Una colonna sonora, recentemente commissionata all’artista, compositore e DJ Lukas Heerich, aiuta ad evocare ancora di più l’idea di una presenza, suonando a intermittenza negli spazi della galleria.
Grazie agli anni di esperienza come direttore del suono per l’industria dell’alta moda, Heerich utilizza estratti e mash-up dalle colonne sonore delle sfilate, modificandoli affinché diano l’impressione di suonare in un’altra stanza, lontano, dislocando la fonte sonora dall’azione e posizionando lo spettatore in un luogo intermedio. Il lavoro di Heerich sottolinea come il suono stesso lavori per produrre moda attraverso complesse strategie di editing e la propria vicinanza alle tendenze musicali del momento: un processo aziendale di collage e moodboarding indiscriminato, molto simile allo sviluppo del fashion design contemporaneo in sé.

- **MATERIALE FORNITO**

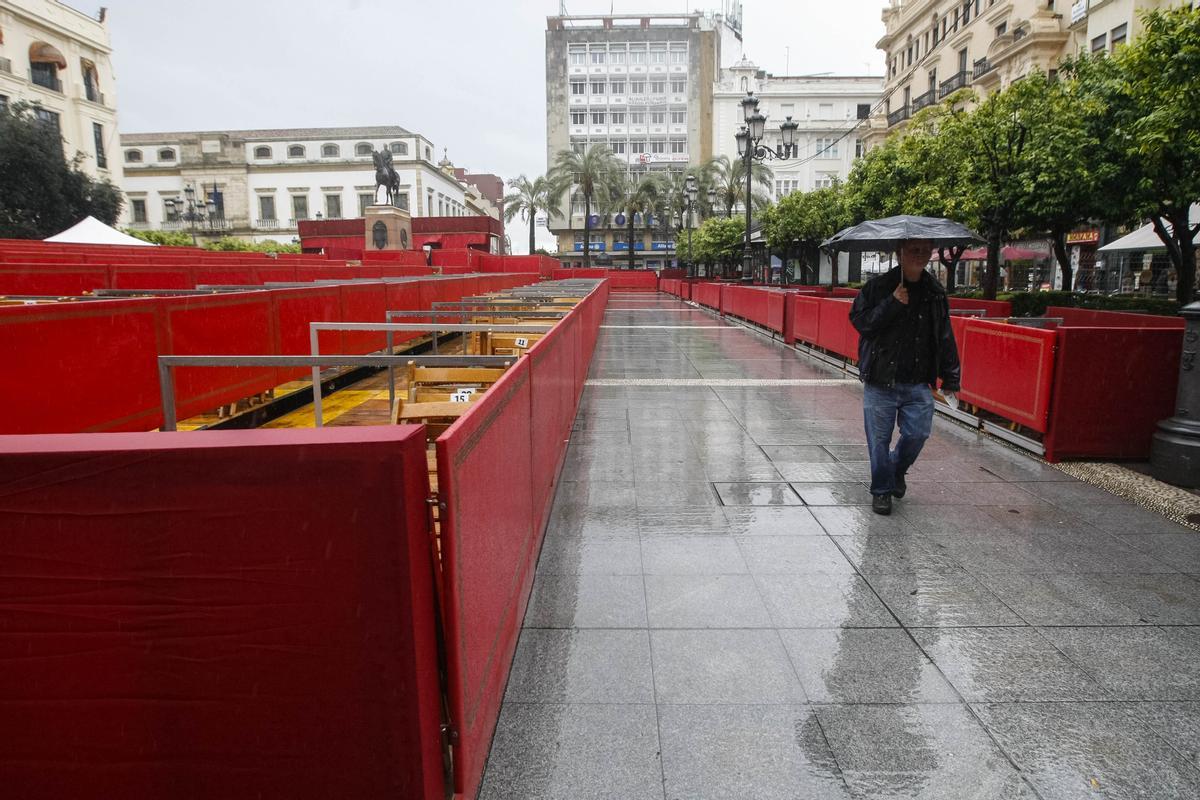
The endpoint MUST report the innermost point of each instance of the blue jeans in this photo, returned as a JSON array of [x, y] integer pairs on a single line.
[[913, 404]]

- **COMPITO DA SVOLGERE**
Trascrivi di nuovo il tratto del brano sulla colonna sonora di Heerich che va da "Grazie agli anni" fino a "contemporaneo in sé.", modificandolo in un solo punto: al posto di "spettatore" metti "visitatore". L'elenco riportato sopra non serve.

- **RISULTATO DEL COMPITO**
Grazie agli anni di esperienza come direttore del suono per l’industria dell’alta moda, Heerich utilizza estratti e mash-up dalle colonne sonore delle sfilate, modificandoli affinché diano l’impressione di suonare in un’altra stanza, lontano, dislocando la fonte sonora dall’azione e posizionando lo visitatore in un luogo intermedio. Il lavoro di Heerich sottolinea come il suono stesso lavori per produrre moda attraverso complesse strategie di editing e la propria vicinanza alle tendenze musicali del momento: un processo aziendale di collage e moodboarding indiscriminato, molto simile allo sviluppo del fashion design contemporaneo in sé.